Metacognitive Awareness of Reading Strategies: Constructs and Measures
Research on IAR often measures how readers perceive their strategy use through validated instruments. The
Metacognitive Awareness of Reading Strategies Inventory (MARSI) (Mokhtari & Reichard, 2002) and the
Survey of Reading Strategies (SORS) (Sheorey & Mokhtari, 2001) identify three key factors: Global, Problem-
Solving, and Support strategies. Later versions such as MARSI-R confirmed the instrument’s reliability and
structure (Mokhtari, Dimitrov, & Reichard, 2018). Recent large-scale studies continue to show positive links
between MARSI dimensions and English reading comprehension outcomes.
Simon’s bounded rationality and decisions in academic reading
Herbert Simon’s notion of bounded rationality reframes decision-making as adaptive rather than optimizing;
people satisfice - selecting an option that is good enough” in given limits of information, time, and cognitive
resourcesrather than compute an unreachable optimum (Simon, 1955). In his foundational articles, real
decision makers rely on aspiration levels and heuristics to terminate search once acceptable criteria are met
(Simon, 1956). This lens is especially apt for independent academic reading in a second language (ESL),
where learners frequently decide what to read, how deeply to process, and when to stop searching or rereading
under severe constraints of time, linguistic proficiency, topic knowledge, and task demands.

▶ Data:
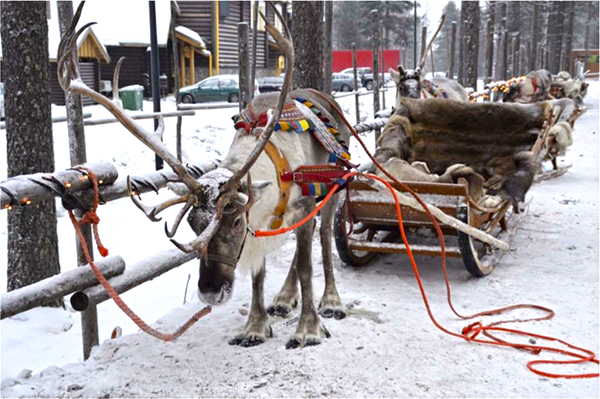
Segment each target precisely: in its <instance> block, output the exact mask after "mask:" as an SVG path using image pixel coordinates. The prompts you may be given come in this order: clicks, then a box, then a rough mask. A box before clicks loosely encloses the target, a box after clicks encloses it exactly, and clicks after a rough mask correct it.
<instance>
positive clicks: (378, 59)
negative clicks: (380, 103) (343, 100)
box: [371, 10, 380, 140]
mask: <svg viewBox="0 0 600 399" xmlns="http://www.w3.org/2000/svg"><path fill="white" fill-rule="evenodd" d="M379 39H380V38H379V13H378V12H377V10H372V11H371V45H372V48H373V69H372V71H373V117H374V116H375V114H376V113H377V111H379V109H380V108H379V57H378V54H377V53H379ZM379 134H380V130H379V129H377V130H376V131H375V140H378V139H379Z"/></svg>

▶ Problems and tasks:
a) Rewrite as a bulleted list the paragraph of the reading-strategies passage that begins "Research on IAR often measures," keeping its main facts.
b) Answer these questions from the reading-strategies passage, one per line:
(i) Which three key factors do MARSI and SORS identify?
(ii) Which later version confirmed the instrument's reliability and structure?
(iii) On what do real decision makers rely to terminate search once acceptable criteria are met?
c) Output the stretch of the reading-strategies passage from "Metacognitive Awareness of Reading Strategies: Constructs" through "reading comprehension outcomes.", copied exactly.
The listing has no connection to the reading-strategies passage.

▶ Answers below:
a)
- Research on IAR often measures readers' perceptions of their strategy use with validated instruments.
- Two such instruments are the Metacognitive Awareness of Reading Strategies Inventory (MARSI) (Mokhtari & Reichard, 2002) and the Survey of Reading Strategies (SORS) (Sheorey & Mokhtari, 2001).
- Both identify three key factors: Global, Problem-Solving, and Support strategies.
- MARSI-R confirmed the instrument's reliability and structure (Mokhtari, Dimitrov, & Reichard, 2018).
- Recent large-scale studies continue to show positive links between MARSI dimensions and English reading comprehension outcomes.

b)
(i) Global, Problem-Solving, and Support strategies.
(ii) MARSI-R.
(iii) Aspiration levels and heuristics.

c)
Metacognitive Awareness of Reading Strategies: Constructs and Measures
Research on IAR often measures how readers perceive their strategy use through validated instruments. The
Metacognitive Awareness of Reading Strategies Inventory (MARSI) (Mokhtari & Reichard, 2002) and the
Survey of Reading Strategies (SORS) (Sheorey & Mokhtari, 2001) identify three key factors: Global, Problem-
Solving, and Support strategies. Later versions such as MARSI-R confirmed the instrument’s reliability and
structure (Mokhtari, Dimitrov, & Reichard, 2018). Recent large-scale studies continue to show positive links
between MARSI dimensions and English reading comprehension outcomes.